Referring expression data
• • • •

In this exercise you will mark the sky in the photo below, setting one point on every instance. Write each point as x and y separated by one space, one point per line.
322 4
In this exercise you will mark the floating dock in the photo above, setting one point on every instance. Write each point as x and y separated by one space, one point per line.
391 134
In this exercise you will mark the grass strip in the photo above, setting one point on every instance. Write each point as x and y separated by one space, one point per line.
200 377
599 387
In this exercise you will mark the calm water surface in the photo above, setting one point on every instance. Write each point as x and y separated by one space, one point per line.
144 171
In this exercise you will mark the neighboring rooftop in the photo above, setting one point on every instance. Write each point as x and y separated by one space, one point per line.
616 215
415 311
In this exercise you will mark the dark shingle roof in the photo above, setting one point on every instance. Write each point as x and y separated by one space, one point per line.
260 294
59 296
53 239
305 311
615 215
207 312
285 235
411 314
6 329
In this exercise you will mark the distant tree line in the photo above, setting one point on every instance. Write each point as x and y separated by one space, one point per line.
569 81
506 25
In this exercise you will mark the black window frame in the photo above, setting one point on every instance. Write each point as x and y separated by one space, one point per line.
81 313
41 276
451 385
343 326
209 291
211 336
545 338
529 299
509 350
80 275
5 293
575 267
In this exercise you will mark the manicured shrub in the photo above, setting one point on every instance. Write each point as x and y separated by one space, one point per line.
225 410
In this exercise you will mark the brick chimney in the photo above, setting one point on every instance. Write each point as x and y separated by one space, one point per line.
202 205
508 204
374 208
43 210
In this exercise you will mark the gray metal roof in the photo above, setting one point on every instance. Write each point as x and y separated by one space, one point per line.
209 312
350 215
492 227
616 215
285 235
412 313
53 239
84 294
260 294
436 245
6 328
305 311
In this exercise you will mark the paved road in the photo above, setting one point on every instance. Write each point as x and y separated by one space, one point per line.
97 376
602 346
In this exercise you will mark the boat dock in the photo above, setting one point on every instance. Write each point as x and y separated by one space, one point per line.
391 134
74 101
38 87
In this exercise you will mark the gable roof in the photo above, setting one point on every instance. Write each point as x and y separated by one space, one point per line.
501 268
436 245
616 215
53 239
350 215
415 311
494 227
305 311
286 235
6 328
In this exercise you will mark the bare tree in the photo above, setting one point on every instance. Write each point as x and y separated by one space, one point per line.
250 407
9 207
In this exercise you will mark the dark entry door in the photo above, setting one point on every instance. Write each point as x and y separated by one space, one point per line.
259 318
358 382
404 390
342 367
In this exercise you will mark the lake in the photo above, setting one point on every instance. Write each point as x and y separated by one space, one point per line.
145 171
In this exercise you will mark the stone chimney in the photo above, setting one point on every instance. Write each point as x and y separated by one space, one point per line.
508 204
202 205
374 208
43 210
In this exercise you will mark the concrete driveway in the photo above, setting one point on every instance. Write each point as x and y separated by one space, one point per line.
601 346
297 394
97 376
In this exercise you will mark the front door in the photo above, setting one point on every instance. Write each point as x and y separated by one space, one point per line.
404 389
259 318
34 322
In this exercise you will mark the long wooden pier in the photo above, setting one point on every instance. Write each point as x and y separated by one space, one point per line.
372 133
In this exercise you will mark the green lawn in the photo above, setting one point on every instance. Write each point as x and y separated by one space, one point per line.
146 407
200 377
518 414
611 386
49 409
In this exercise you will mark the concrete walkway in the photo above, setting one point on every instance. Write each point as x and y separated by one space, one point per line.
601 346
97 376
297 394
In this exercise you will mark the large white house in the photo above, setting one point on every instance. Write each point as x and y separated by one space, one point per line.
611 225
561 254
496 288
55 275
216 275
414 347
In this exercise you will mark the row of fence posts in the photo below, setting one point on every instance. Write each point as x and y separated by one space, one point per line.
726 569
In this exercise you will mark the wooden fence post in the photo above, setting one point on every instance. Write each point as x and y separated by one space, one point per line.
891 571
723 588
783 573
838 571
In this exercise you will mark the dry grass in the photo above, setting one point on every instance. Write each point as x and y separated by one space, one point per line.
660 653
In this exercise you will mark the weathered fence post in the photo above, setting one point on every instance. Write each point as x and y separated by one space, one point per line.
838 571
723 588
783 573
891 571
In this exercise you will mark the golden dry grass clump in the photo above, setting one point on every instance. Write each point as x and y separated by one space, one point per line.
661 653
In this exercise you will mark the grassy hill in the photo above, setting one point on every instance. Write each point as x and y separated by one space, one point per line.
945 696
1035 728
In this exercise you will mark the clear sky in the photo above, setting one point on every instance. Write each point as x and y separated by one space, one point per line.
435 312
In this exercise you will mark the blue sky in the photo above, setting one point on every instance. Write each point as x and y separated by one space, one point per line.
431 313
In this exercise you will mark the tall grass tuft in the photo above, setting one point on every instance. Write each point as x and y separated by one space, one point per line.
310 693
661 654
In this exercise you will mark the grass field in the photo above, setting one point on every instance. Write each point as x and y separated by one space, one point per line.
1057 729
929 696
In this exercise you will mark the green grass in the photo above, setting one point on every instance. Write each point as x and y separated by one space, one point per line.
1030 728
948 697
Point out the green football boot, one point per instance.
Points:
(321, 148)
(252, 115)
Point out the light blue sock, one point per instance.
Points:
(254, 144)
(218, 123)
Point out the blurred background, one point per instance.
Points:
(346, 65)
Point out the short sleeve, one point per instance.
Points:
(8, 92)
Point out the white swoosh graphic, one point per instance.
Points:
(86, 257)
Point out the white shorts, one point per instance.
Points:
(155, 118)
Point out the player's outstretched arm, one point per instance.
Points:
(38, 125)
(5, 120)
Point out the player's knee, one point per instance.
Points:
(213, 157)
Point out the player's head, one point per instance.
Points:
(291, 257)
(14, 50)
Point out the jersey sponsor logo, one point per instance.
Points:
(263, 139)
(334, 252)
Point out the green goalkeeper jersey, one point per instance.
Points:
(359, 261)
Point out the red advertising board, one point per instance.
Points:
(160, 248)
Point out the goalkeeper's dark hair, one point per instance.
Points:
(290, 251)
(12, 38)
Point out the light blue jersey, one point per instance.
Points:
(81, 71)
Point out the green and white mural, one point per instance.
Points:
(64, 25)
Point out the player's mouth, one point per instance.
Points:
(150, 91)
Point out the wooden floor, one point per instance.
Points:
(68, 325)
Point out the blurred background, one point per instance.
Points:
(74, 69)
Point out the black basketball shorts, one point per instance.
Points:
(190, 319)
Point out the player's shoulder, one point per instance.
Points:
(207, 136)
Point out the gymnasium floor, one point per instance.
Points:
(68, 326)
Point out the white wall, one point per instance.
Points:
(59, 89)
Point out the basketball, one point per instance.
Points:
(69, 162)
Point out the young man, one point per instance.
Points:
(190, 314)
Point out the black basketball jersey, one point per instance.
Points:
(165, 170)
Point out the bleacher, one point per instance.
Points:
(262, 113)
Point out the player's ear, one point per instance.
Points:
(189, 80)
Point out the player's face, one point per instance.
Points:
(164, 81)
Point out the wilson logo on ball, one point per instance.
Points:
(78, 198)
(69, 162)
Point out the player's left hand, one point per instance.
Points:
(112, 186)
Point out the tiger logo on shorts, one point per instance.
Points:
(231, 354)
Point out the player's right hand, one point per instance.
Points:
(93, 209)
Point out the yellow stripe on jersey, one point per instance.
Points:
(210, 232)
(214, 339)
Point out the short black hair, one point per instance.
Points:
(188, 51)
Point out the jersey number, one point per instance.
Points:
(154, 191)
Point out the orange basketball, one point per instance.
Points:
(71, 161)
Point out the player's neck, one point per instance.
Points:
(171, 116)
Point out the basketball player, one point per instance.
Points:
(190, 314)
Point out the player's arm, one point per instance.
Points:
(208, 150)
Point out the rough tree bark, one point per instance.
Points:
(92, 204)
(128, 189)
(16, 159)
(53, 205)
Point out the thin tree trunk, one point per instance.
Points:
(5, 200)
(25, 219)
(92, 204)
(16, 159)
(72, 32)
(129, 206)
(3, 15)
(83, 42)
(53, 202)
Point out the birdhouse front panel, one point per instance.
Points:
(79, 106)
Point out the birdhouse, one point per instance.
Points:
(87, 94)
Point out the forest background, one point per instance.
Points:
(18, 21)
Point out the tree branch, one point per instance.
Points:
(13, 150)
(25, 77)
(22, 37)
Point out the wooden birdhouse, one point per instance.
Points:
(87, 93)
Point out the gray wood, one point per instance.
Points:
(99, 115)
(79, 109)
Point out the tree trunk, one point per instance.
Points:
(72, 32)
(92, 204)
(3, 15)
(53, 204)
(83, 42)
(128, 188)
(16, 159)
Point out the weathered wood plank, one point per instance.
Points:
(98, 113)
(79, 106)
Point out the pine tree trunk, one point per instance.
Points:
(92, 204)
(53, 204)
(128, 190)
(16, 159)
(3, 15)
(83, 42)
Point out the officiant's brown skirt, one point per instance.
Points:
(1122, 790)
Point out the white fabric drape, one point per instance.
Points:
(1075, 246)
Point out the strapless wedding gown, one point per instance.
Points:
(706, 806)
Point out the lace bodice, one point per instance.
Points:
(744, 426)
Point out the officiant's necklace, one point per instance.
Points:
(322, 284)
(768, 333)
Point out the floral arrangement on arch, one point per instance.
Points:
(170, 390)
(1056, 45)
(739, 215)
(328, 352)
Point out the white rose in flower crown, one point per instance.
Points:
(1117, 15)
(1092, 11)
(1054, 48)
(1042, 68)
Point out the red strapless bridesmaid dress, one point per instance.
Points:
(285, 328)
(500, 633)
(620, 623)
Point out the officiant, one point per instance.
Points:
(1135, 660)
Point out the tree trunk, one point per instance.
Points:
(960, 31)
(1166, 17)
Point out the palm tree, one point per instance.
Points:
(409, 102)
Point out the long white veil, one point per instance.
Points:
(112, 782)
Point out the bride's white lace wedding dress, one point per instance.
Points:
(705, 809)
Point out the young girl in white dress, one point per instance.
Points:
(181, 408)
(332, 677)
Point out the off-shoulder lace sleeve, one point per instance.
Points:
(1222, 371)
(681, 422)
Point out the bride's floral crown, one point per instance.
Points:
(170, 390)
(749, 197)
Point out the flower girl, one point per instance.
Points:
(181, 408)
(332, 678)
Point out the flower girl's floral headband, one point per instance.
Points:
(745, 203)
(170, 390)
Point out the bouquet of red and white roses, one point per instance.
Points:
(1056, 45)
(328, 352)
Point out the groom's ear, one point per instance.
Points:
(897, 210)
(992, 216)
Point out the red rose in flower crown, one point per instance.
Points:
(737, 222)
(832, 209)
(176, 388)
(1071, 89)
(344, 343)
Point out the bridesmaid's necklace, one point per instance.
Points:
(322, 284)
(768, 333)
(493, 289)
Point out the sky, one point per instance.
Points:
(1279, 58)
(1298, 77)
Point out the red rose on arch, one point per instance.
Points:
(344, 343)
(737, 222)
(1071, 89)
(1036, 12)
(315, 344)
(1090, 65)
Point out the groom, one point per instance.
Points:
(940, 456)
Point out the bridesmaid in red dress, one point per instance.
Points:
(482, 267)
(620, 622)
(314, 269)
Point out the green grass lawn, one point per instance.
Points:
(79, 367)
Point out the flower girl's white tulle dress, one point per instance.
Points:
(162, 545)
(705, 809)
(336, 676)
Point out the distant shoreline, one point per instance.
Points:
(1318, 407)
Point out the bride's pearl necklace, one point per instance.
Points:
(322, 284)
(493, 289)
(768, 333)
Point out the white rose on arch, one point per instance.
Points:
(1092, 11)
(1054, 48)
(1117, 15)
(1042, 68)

• • • •

- _Your goal_
From the entries above, copy each line holding "goalkeeper".

- _Written solution_
Point out the green goalkeeper jersey, one point per instance.
Point out the goalkeeper's dark hair, one point per instance.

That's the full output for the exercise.